Start of PAGE EXCERPT

The contrary view is that it is a claim that deals with renegotiation of a workplace agreement because it refers to a new agreement - and so is in breach of WorkChoices legislation. The union here argued that it was a term relating to termination of an agreement - a category allowed by the Act.

Senior Deputy President Cartwright did not have to decide the matter as a right of entry provision sought by the union offended the legislation. Regulation 2.8.5(1)(g) prohibited the provision as it dealt with union officials' rights to enter the site of the employer bound by the agreement.

New agreement provision

The employer argued that the clause requiring a new agreement be put in place before termination of the old agreement was prohibited by Regulation 2.8.5(1)(a), which bars content on 'renegotiation of a workplace agreement'.

The clause sought

The union's log of claims included the following proposed clauses:

'AMWU representatives upon arrival to the site must register and sign-off at reception and at all times be accompanied by the site union delegate;' and

'This agreement will continue in force after its nominal expiry date pursuant to the Act and will not be terminated except when replaced by a new agreement.'

Consideration

Senior Deputy President Cartwright said the characterisation of the second clause noted above was finely balanced. He said he favoured the view that it dealt with renegotiation of a workplace agreement because it contemplates a new agreement.

However, he did not need to decide the matter. He did add in conclusion:

'… it illustrates the risks attached to attempting to negotiate just short of the boundary on prohibited content. Any crossing of the boundary may deny employees access to protected industrial action.'

AMWU v EDI Rail Pty Ltd. - AIRC - PR973839 - 31 August 2006.

End of PAGE EXCERPT

= WHAT IS REQUIRED =
Using the decision summary on AMWU v EDI Rail, answer these:
1. Which regulation did the employer cite as barring content on "renegotiation of a workplace agreement"?
2. What category of term did the union say the new-agreement clause belonged to?
3. On what date was the decision made?
The records have no connection to the decision summary above.

Start of DATA LISTING

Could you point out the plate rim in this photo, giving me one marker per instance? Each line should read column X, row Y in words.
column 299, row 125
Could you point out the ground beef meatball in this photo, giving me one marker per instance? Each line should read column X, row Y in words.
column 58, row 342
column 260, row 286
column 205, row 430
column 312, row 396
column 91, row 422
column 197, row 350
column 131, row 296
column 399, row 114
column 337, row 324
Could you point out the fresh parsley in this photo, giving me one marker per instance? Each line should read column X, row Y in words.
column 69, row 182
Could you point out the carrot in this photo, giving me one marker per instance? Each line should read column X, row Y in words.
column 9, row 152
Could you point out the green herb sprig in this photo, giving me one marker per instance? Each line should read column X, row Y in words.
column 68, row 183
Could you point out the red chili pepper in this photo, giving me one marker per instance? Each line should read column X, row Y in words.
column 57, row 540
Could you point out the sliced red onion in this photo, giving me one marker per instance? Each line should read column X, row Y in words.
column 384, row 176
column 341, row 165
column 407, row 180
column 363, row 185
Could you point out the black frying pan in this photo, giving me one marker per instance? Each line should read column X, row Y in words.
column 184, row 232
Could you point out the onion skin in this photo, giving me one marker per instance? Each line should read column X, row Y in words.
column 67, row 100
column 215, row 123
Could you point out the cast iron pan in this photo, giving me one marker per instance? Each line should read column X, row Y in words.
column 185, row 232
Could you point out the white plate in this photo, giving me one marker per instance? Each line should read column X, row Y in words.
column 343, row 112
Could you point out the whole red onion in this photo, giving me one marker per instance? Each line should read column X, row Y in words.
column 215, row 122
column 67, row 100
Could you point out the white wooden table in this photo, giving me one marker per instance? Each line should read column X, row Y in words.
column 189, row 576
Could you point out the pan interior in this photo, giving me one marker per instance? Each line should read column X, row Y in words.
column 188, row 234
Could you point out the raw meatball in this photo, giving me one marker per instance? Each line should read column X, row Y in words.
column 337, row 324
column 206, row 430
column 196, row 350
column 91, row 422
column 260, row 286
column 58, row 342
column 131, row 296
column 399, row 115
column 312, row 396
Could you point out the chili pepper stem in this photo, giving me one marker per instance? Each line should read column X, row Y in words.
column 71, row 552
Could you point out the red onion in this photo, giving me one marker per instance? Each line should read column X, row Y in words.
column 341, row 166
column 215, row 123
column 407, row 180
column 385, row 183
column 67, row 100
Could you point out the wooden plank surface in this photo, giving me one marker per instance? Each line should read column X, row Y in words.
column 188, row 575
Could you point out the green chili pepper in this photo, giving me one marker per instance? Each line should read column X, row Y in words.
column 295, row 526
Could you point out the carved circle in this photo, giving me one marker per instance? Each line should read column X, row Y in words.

End of DATA LISTING

= SOLUTION FOR THIS EXERCISE =
1. Regulation 2.8.5(1)(a)
2. A term relating to termination of an agreement
3. 31 August 2006